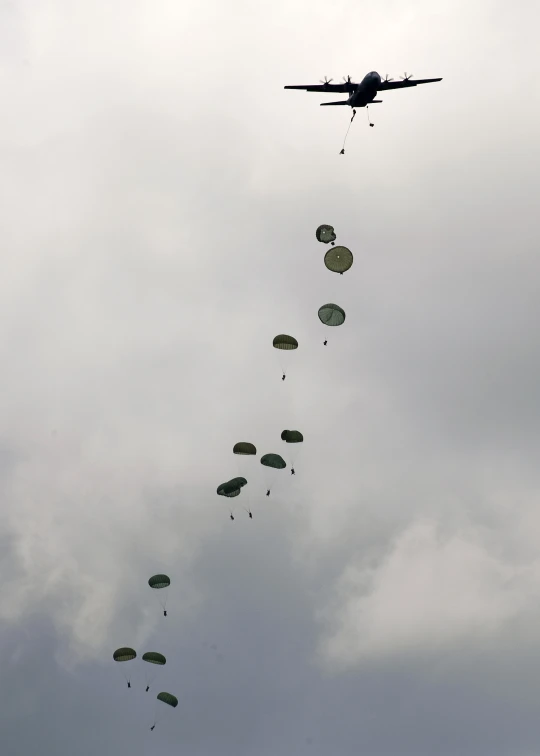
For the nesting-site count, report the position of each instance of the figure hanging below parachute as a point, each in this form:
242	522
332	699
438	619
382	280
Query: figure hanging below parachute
338	259
331	315
152	657
158	583
284	343
125	654
325	234
292	437
166	698
274	462
231	489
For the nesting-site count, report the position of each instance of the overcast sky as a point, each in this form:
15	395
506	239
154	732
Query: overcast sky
160	193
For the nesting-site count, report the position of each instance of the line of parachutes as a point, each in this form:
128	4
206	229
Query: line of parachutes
153	660
338	259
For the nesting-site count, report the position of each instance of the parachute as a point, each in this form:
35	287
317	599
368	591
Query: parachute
168	698
285	342
325	234
152	657
292	437
124	654
244	448
231	487
273	460
338	259
295	438
155	659
161	582
332	315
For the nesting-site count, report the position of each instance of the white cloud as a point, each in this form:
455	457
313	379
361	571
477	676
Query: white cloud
430	591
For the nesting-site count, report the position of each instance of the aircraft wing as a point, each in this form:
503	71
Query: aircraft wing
345	87
384	85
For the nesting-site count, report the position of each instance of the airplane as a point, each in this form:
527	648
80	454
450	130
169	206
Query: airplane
362	95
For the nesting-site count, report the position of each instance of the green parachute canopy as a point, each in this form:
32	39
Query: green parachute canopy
124	654
332	315
231	487
338	259
159	581
168	698
152	657
237	482
325	234
273	460
292	437
244	447
285	342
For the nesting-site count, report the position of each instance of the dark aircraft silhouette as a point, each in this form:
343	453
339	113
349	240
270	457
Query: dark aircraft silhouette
363	94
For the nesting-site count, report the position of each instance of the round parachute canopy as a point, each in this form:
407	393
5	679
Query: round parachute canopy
152	657
124	654
273	460
331	314
237	482
168	698
325	234
292	437
244	447
159	581
231	487
338	259
285	342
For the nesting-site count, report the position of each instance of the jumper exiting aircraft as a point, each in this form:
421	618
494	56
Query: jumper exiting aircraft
363	94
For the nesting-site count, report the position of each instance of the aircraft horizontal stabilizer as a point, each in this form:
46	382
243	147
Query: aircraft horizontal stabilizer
346	102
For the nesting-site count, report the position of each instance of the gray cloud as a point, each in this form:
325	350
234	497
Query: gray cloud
160	194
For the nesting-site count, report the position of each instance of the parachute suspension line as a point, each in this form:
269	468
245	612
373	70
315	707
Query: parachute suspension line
367	113
347	132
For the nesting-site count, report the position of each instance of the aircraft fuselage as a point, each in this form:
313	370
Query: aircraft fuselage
366	91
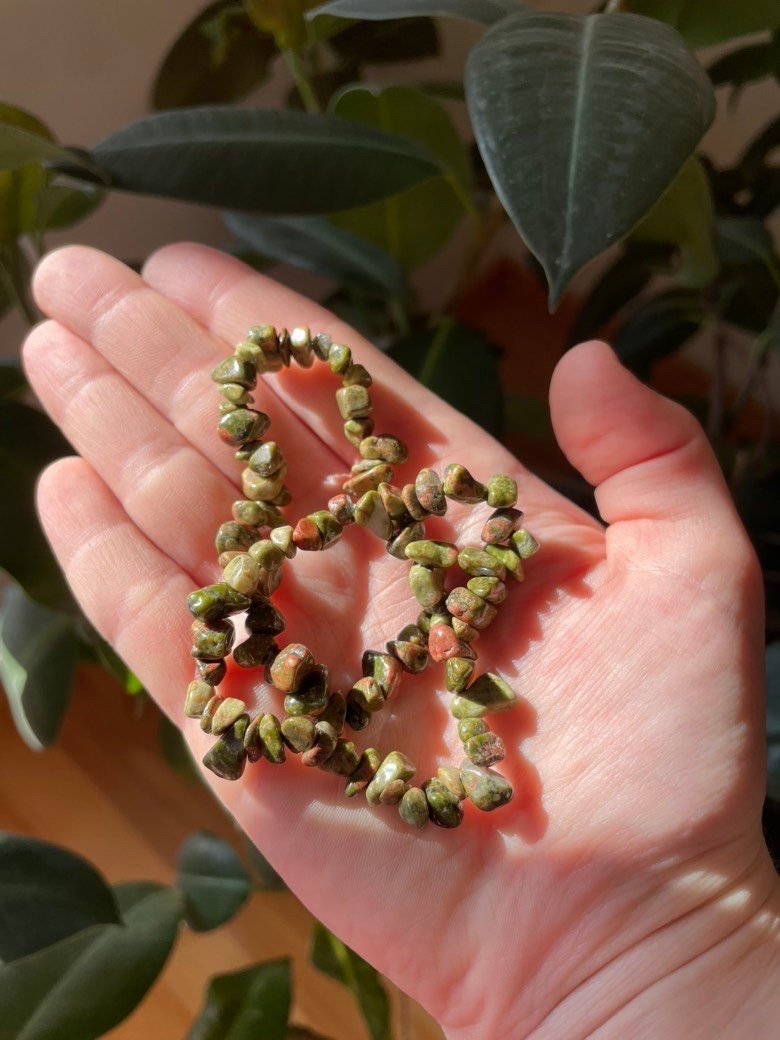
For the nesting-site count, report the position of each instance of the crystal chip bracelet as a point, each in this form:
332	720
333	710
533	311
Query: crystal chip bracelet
253	549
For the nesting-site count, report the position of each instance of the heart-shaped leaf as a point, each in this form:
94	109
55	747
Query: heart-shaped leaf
264	161
485	11
84	985
313	243
705	24
253	1004
28	441
46	894
570	128
412	225
219	56
334	958
212	880
39	650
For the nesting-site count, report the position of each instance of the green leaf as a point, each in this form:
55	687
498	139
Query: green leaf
39	650
264	161
28	441
313	243
218	57
82	986
461	365
412	225
212	881
46	894
334	958
253	1004
658	328
569	127
706	24
684	216
485	11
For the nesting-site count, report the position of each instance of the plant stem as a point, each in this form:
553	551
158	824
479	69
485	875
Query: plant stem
300	78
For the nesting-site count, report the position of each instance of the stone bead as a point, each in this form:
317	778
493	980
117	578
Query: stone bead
229	709
267	554
257	650
299	734
450	777
342	509
461	486
212	672
339	358
396	546
368	479
328	526
487	695
212	640
247	512
307	536
266	460
357	717
443	644
490	589
354	401
368	694
235	370
509	559
413	505
433	553
370	513
227	757
262	488
477	563
199	694
357	430
426	585
311	695
474	611
282	537
524	544
465	631
362	774
290	667
242	424
343	760
500	525
430	492
413	656
216	601
385	447
301	346
241	573
444	808
459	673
384	668
485	749
233	537
486	788
356	373
501	492
394	767
263	618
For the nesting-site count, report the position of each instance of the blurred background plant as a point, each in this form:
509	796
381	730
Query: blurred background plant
549	135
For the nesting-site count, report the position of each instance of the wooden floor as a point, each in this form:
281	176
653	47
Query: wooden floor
105	791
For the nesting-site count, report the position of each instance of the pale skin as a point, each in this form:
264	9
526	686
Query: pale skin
626	891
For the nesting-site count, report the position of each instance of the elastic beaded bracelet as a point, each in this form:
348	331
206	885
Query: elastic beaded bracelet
254	547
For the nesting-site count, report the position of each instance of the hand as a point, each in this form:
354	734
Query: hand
626	890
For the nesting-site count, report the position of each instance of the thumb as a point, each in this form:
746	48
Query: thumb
647	457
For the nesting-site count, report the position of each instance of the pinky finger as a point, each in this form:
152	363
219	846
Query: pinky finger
130	591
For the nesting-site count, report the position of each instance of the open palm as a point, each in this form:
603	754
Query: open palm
635	651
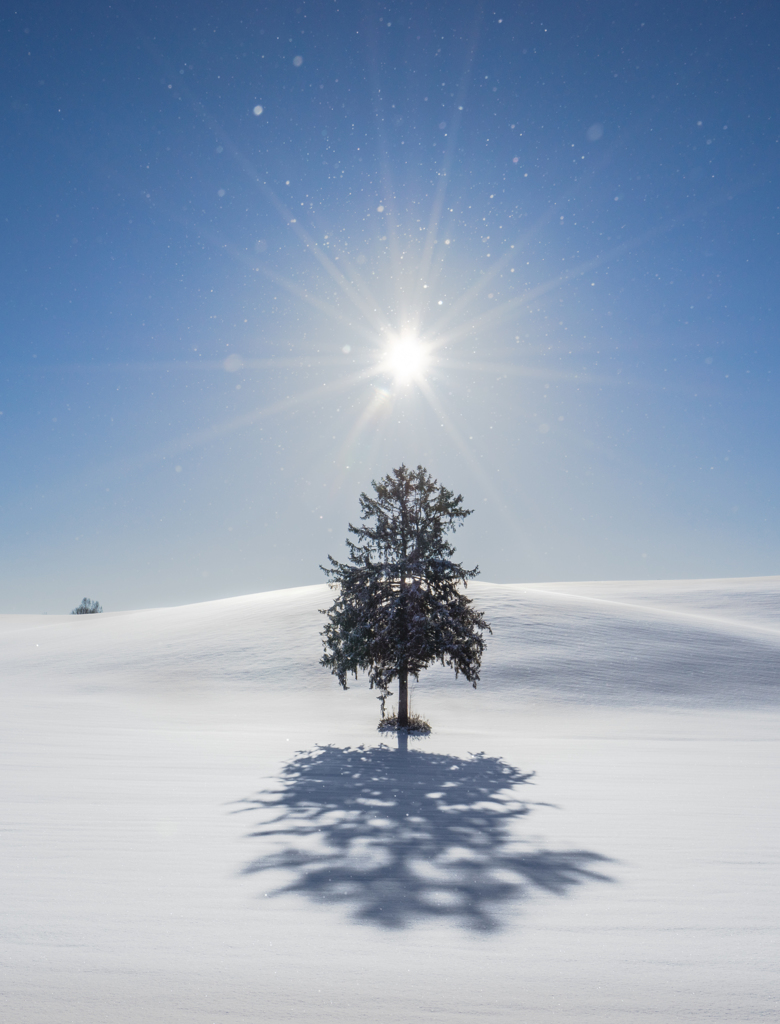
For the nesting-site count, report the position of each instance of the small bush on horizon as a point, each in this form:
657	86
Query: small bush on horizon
417	724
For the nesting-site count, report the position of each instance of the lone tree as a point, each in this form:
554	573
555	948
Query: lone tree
400	603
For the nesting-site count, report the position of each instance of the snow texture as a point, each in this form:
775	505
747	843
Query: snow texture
200	825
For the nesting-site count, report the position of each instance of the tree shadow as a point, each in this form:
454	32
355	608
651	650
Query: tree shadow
406	836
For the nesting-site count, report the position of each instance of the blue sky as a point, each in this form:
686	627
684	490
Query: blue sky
578	227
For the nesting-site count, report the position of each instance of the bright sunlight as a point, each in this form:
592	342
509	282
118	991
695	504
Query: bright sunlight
405	359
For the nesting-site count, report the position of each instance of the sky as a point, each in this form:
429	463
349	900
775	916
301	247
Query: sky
257	255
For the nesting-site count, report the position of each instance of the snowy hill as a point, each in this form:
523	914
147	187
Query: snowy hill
147	755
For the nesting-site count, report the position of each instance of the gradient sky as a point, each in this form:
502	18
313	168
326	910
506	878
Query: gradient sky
218	217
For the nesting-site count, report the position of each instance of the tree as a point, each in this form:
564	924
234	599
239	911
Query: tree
400	602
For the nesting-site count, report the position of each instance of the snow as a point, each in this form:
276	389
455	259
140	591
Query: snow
164	769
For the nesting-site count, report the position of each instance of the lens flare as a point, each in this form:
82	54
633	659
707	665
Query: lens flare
405	359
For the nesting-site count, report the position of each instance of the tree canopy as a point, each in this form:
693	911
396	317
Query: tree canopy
400	602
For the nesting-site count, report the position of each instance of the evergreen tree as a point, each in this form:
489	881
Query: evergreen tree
400	603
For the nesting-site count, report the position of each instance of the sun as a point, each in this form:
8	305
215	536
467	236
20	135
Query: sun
405	359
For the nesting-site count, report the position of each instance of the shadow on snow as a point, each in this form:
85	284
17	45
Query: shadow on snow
403	836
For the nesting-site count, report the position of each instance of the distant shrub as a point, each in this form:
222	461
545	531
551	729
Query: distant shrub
417	724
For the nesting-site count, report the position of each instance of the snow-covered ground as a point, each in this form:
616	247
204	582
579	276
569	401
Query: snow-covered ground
199	825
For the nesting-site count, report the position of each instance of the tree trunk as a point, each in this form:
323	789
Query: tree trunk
403	698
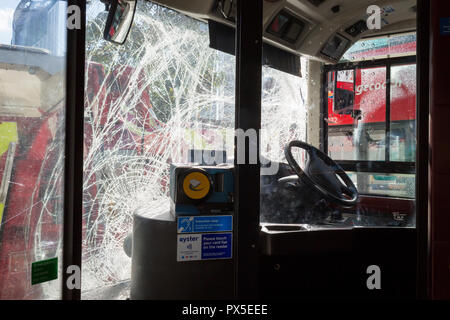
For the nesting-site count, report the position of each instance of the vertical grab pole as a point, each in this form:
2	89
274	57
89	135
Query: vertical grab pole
247	119
73	163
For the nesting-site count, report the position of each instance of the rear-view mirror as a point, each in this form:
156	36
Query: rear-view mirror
120	19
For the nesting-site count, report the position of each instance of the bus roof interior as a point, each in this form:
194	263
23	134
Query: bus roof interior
318	22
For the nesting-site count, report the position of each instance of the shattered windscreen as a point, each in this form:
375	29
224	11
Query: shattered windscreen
148	102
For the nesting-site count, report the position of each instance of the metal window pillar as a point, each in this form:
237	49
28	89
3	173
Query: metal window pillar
73	163
248	116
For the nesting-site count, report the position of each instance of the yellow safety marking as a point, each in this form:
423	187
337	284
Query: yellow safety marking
196	185
8	134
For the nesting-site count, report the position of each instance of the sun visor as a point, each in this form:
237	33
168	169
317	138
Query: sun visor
222	38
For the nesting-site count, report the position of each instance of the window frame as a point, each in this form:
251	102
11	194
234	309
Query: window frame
387	166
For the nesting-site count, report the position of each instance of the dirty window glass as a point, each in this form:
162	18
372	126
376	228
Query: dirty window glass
390	46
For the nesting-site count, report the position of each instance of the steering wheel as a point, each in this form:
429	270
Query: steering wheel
322	173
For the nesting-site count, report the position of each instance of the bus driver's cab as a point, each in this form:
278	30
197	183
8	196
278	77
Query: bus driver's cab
232	149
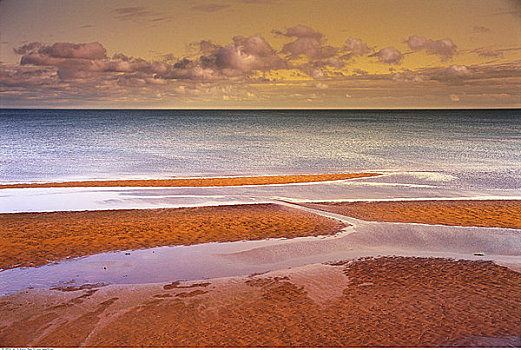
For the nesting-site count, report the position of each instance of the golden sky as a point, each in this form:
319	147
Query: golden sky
260	54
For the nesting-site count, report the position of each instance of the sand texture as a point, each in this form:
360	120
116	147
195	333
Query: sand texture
198	182
390	301
33	239
482	213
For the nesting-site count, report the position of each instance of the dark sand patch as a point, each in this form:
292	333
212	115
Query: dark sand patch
482	213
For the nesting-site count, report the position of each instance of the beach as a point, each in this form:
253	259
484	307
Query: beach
199	182
413	299
391	301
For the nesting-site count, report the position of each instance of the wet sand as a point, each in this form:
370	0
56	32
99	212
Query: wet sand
482	213
391	301
34	239
199	182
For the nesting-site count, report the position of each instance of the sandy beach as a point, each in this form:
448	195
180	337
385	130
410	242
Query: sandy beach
199	182
372	301
391	301
480	213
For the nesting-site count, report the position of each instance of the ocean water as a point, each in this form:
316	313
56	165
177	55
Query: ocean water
480	148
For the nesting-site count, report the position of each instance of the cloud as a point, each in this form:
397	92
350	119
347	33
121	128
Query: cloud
487	53
210	7
444	47
356	46
453	74
408	76
480	29
389	55
22	50
90	51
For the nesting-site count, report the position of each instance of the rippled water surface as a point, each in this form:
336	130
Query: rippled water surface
482	148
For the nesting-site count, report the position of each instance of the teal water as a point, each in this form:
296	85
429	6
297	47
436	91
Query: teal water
479	147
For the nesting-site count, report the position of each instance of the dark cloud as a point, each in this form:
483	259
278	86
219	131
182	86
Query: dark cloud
389	55
210	7
90	51
453	74
444	47
487	53
356	47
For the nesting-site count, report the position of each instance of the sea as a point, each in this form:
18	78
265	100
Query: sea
424	153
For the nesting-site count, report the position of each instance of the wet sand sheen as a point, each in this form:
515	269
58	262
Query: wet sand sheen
34	239
390	301
199	182
482	213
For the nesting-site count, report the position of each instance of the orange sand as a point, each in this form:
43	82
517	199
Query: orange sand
203	182
392	301
484	213
29	239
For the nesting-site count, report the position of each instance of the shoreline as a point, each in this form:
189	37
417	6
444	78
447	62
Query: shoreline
466	213
385	301
36	239
32	238
199	182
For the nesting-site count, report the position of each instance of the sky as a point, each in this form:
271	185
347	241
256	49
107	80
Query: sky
260	54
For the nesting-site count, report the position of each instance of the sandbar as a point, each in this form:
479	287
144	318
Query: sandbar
35	239
369	302
199	182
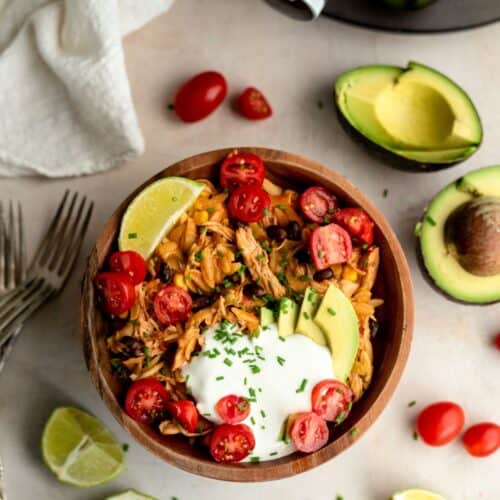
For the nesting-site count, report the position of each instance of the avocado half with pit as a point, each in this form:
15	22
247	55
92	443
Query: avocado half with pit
459	238
415	117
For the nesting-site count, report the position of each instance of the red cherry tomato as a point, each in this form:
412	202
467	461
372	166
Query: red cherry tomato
200	96
440	423
130	263
482	439
146	400
248	204
318	204
309	432
253	105
356	222
241	169
117	291
185	413
331	400
231	443
172	304
329	245
233	409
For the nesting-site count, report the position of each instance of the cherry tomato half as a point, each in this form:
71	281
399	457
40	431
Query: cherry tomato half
331	400
117	291
482	439
318	204
185	413
356	222
309	432
200	96
233	409
172	304
146	400
129	262
248	204
231	443
241	169
253	105
440	423
329	245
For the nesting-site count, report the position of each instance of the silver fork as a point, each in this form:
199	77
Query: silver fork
51	266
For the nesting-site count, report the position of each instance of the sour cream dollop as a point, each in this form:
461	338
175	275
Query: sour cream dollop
275	374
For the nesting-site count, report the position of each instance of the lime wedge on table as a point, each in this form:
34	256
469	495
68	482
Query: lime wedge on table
154	211
79	450
416	494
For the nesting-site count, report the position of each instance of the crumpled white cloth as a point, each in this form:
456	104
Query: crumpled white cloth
65	103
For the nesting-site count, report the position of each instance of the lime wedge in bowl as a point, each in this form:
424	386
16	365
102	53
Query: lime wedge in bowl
79	450
154	211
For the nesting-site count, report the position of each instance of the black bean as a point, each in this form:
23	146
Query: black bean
325	274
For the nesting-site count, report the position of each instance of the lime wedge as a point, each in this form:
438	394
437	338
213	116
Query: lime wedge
130	495
154	211
79	450
416	494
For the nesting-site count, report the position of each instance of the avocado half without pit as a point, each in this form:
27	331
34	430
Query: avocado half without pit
415	118
459	238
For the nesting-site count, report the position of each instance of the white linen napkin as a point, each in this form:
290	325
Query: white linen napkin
65	103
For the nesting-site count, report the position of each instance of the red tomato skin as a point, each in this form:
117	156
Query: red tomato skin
482	439
241	170
117	291
309	432
129	262
185	413
152	395
440	423
231	443
200	96
357	223
338	242
253	105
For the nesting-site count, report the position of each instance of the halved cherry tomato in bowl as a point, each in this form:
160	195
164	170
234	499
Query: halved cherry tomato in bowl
248	204
233	409
241	169
309	432
318	204
440	423
129	262
482	439
185	413
356	222
231	443
200	96
116	290
253	105
329	245
146	400
172	304
331	400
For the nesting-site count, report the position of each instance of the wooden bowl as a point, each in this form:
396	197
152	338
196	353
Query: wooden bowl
391	344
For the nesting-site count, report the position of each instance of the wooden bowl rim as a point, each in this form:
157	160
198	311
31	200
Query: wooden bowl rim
295	463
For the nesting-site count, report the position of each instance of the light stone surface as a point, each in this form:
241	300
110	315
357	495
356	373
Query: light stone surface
295	65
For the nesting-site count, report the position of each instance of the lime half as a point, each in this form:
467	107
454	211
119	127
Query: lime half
416	494
79	450
154	211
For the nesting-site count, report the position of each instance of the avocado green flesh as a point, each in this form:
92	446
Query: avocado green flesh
410	112
443	268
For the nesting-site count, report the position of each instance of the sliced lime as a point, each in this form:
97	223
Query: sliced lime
154	211
79	450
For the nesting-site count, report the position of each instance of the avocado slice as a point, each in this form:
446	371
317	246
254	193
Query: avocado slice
305	323
415	116
338	321
438	255
287	317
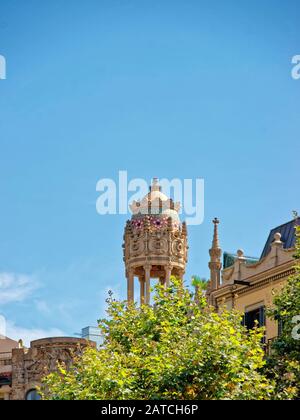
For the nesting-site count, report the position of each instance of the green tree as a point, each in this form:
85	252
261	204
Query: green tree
284	362
179	348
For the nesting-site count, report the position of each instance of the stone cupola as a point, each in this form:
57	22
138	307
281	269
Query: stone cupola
155	242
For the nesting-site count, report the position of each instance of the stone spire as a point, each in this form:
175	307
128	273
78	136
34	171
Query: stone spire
215	258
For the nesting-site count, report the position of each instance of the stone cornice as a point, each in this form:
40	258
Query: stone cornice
257	281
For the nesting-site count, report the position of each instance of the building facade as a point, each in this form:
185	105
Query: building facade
22	368
249	285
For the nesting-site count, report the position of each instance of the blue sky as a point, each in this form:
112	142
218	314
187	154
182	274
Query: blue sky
187	89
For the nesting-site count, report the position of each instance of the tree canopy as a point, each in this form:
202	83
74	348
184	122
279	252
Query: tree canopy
179	348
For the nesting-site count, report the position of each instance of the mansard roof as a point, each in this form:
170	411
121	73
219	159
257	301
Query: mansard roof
287	231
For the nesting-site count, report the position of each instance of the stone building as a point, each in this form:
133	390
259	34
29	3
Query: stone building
155	242
6	347
249	284
26	367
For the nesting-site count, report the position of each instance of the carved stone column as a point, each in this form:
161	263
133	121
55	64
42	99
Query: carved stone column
142	290
147	269
168	270
130	286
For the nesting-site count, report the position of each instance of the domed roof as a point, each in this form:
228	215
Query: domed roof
156	202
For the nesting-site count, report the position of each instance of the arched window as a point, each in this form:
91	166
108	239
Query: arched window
32	395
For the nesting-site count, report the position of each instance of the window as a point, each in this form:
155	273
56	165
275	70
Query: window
255	317
32	395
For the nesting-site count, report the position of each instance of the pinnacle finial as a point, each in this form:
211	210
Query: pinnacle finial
155	185
215	242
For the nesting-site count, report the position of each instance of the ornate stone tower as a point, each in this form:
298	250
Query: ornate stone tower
155	242
215	264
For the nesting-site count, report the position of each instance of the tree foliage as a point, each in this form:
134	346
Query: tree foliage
179	348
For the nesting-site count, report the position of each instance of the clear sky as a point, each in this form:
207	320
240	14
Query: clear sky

__Problem details__. Copy out the lines starting at the one containing "of the carved" and ending with the last line of the entries. Include nothing else.

__Exercise answer__.
For the nesting-site count, report the position of each instance of the carved stone column as a point, each in this form:
161	263
133	121
55	64
42	99
Query: carved stone column
142	290
147	269
168	270
130	286
For the nesting-site count, report the position of each instance of the domed roof as a point, each in this form:
228	215
Query: domed roof
156	202
For the nesting-site count, report the position of each instance of the arched window as a point, each in this form:
91	166
108	239
Query: arched window
32	395
For the nesting-site count, report the position of each instance of the window as a point, each in this form:
155	273
56	165
275	70
Query: window
255	317
32	395
For the nesting-site count, report the position of each instance of the pinnacle finial as a point, each in this form:
211	210
Query: pinnacle finial
155	185
215	242
For the nesting-site count, report the position of each instance of the ornate stone tower as a point, each in this form:
298	250
Query: ornate stone tower
155	242
215	264
For the nesting-site count, report the position of each instance of the tree foliage as a point, each in this form:
134	346
Query: tree foliage
179	348
For the nesting-site count, report the position of each instance of the clear sky as a point, each in this form:
207	320
240	14
Query: clear sky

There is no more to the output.